BEGIN Exercise passage
OU Health updated its employee COVID-19 vaccination policy July 28 to include “philosophical” as its third vaccination exemption, alongside religious and medical reasons.
The health system released its initial policy July 8, stating faculty, staff, trainees and students on rotations and employees in patient and non-patient settings would be required to be fully vaccinated by Aug. 31, regardless of whether they have previously contracted COVID-19. An email statement from OU Health wrote that the COVID-19 vaccine policy will match the system’s flu vaccine policy.
"The OU Health Employee Flu Vaccine Policy … has been in place for years,” the statement read. “The policies state that employees can elect to receive the COVID-19 vaccine or formally decline for an approved reason, which can include: religion, medical or philosophical. Employees who do not receive either the COVID-19 or Flu vaccine are required to wear a mask for the safety of themselves and others. As with the Flu vaccine, no employment action is taken if they opt out of receiving the COVID-19 vaccine.”
OU Health Director of Communications April Sandefer wrote in an email that no definition of philosophical reasons will be asked for or required from employees. She wrote that Human Resources will provide employees with a form that will include the three exemptions.
END Exercise passage
BEGIN Provided material
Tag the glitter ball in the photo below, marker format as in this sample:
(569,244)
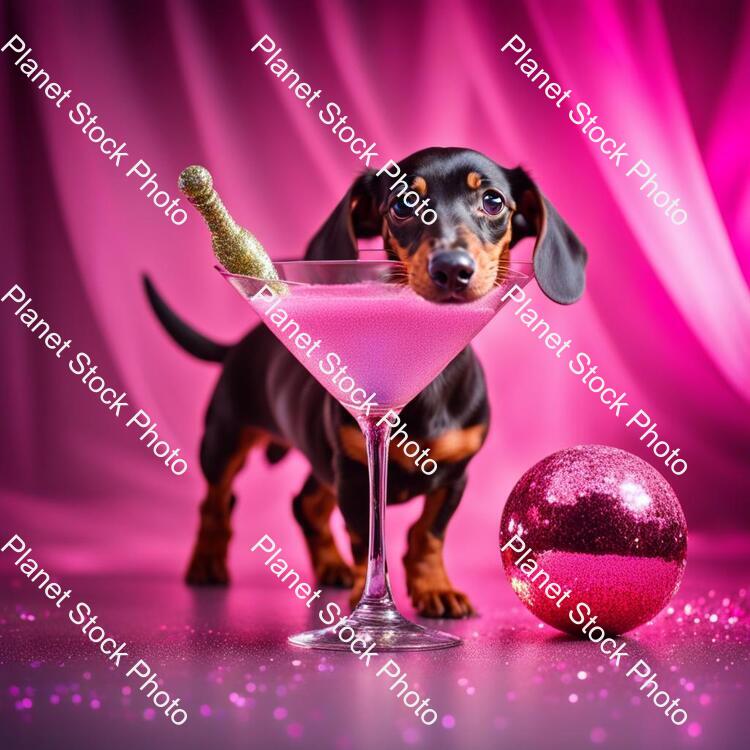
END Provided material
Continue the passage on OU Health's COVID-19 vaccination policy from the point where it stops.

“All they have to do is check the box next to philosophical,” Sandefer wrote.
Sandefer wrote that the definition of OU Health employees, based on the merger of OU Physicians and the nonprofit OU Medicine, includes employees working with OU Physicians and the College of Medicine portion of the OU Health Sciences Center campus and the clinics and hospitals of OU and the University Hospitals Authority and Trust.
OU Chief COVID Officer Dr. Dale Bratzler told The Daily in an interview OU Health’s decision does not affect the university’s vaccination requirements. Students, faculty and staff who have patient-facing responsibilities, those who request to volunteer, shadow or observe in patient care settings, and students who study abroad must be vaccinated.
“With OU Health, this is a hospital system, not the university,” Bratzler said. “The university's process has not changed.”
According to the Oklahoma State Department of Health’s July 18-24 epidemiology report, 62 percent of Oklahoma's variant cases are from the Delta variant. Oklahoma’s seven-day case average has reached 1,236 cases as of July 28.
The OU Health statement read that 99 percent of OU Health hospitalized patients who are being treated for COVID-19 have not received the vaccine. Bratzler said he hopes to continue encouraging an “aggressive promotion” for COVID-19 vaccinations on campus so fewer people will end up in a hospital.
“Most of the people who get sick enough with COVID to end up in the hospital are people who are not vaccinated,” Bratzler said. “The vaccination does not keep you from getting COVID, and we're seeing a lot more breakthrough cases with the delta variant, and some of (the people who get vaccinated) feel pretty miserable, but they don't get sick enough to be in the hospital.”